The coarser bath material 12 together with the striker bodies 11 is conveyed via a surge bin to a bucket elevator 9, whence it is pulled up to the charging bin 4 from which the mixture comprising the striker bodies 11 and the coarser bath material 12 is transported by means of a conveying trough 3 to the magnetic separator 5, which deflects the striker bodies 11 towards the guide means 6 while the coarser lumps of bath material 12 are conveyed to a roll-type crusher 10 which crushes said lumps to bath material 12a of small particle size; said small particles then slide downwards along the inclined wall and after meeting the striker bodies 11 and freshly knocked off bath material 12 pass through the screen 7 into the bucket conveyor 8.
This especially preferred embodiment of the invention shows that the process and the apparatus may not only be operated fully automatically but are also extremely economical, because practically none of the materials will be lost, so that the invention ensures a considerable technical advance in this special technical field. It is thereby possible to prevent health hazards caused by working in excessive heat environment during the pre-cleaning step and by heavy dust emission.

Claims (10)

I claim:
1. A method of cleaning residual anodes employed for fused-salt electrolysis, in which the residual anode is removed from the electrolytic cell and is guided into a cleaning station, and in which bath material from the electrolytic cell that has remained on the residual anode is mechanically removed therefrom and is optionally returned to the fused-salt electrolysis, characterized in that the residual anode (1) rotates within the cleaning station and is exposed as a rebound plate to a flow of striker bodies (11) which knock the bath material (12) off the residual anode (1).
2. A method as claimed in claim 1, characterized in that the residual anode (1) within the cleaning station is pivoted to an inclined position and is exposed to a flow of falling striker bodies (11).
3. A method as claimed in claim 1 or claim 2, characterized in that the striker bodies (11) are balls of ferromagnetic material and are magnetically separated from knocked-off bath material (12).
4. A method as claimed in claim 3, characterized in that the bath material (12) after separation is crushed by the striker bodies (11).

Material supplied:
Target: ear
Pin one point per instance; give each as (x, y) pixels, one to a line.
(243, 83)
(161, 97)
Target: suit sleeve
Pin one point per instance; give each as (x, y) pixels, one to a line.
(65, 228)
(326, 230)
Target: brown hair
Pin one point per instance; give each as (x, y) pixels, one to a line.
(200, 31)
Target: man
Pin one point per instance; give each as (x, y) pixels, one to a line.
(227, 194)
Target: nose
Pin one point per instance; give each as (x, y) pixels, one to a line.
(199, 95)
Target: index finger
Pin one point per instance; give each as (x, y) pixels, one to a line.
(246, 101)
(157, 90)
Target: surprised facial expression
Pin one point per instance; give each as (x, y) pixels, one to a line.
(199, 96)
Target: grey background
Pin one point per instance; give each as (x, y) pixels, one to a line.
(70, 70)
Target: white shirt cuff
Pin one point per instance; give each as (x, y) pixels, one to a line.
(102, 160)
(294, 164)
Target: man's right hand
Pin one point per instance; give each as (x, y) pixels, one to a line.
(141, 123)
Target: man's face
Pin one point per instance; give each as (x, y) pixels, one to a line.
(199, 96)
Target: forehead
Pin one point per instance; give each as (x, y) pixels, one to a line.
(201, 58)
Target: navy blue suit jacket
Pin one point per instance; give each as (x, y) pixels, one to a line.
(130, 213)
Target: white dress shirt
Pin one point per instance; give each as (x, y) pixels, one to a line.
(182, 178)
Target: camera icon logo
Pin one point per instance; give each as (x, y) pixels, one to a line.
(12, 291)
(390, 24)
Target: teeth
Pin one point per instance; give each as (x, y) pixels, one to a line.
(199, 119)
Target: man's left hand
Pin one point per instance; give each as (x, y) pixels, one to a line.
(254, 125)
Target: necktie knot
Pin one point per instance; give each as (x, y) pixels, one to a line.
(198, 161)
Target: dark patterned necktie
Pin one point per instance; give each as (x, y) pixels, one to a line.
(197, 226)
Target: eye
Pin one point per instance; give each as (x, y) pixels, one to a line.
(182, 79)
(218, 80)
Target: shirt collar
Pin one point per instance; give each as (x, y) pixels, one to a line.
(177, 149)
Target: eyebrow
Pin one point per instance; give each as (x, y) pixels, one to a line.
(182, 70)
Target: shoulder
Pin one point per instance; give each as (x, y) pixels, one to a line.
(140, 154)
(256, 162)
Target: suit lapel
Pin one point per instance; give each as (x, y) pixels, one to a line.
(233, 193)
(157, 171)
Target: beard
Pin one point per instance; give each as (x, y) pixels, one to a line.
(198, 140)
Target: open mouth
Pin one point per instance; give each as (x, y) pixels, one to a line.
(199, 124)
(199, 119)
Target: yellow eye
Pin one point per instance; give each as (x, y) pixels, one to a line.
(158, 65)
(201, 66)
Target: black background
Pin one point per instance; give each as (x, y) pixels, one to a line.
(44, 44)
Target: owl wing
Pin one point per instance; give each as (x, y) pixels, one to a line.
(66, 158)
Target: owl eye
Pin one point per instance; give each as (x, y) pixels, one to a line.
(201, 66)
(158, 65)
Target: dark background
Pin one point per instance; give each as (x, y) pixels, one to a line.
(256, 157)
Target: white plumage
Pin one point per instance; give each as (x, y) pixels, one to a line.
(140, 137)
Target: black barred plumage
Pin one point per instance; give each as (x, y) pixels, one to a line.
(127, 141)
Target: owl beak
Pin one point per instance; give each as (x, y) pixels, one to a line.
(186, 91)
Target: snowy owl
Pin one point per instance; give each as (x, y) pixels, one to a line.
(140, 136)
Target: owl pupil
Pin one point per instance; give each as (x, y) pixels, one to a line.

What to do:
A: In the passage on cleaning residual anodes, what crushes the coarser lumps of bath material?
B: Continue the passage on cleaning residual anodes from the point where it stops.
The data were drawn from a separate source.

Results for the exercise:
A: A roll-type crusher.

B:
5. A method as claimed in claim 4, characterized in that the bath material (12) is crushed to a particle size of less than 50 mm.
6. An apparatus for cleaning residual anodes employed for fused-salt electrolysis comprising transport means for transporting a residual anode from the electrolytic cell to a cleaning station and cleaning means for at least mechanically cleaning said residual anode of bath material adhering thereto from said electrolytic cell, characterized in that the cleaning means comprise striker bodies (11) and a rotary drive means (2) for rotating the residual anode (1) into a cleaning position within a path of flow (14) of said striker bodies (11), and including a pivoting mechanism (13) for pivoting the residual anode (1) into and out of said cleaning position.
7. An apparatus as claimed in claim 6, characterized in that falling flow (14) initiates from guide means (6) disposed a few meters above the residual anode (1) which is in its inclined position pivoted about a pivot angle α of about 45° relative to the vertical, a magnetic separator (6) being disposed upstream of said guide means for separating the ferromagnetic striker bodies (11) from entrained bath material (12).
8. An apparatus as claimed in claim 7, characterized in that a roll-type crusher (12) crushes knocked-off bath material (12).
9. An apparatus as claimed in claim 8, characterized in that a screen (7) classifies the crushed bath material (12a) together with freshly knocked off bath material (12) and the striker bodies (11) such that crushed and small-sized bath material may be returned via a bucket conveyor (8) to be reused in an electrolytic cell, whereas coarse bath material (12) and the striker bodies (11) may be supplied via a bucket elevator (9) to the magnetic separator (5).
10. An apparatus as claimed in claim 9, characterized in that the cleaning station is provided with a cleaning chamber (16) including a window (16a) through which the residual anode (1) may be pivoted into the falling flow (14) of striker bodies (11).
US06/638,891 1983-08-17 1984-08-08 Method and apparatus of cleaning residual anodes employed for fused-salt electrolysis Expired - Lifetime US4585538A (en)

Applications Claiming Priority (2)

Application Number Priority Date Filing Date Title
DE3329736 1983-08-17
DE3329736A DE3329736C2 (en) 1983-08-17 1983-08-17 Method and device for cleaning residual anodes used in fused metal electrolysis

Publications (1)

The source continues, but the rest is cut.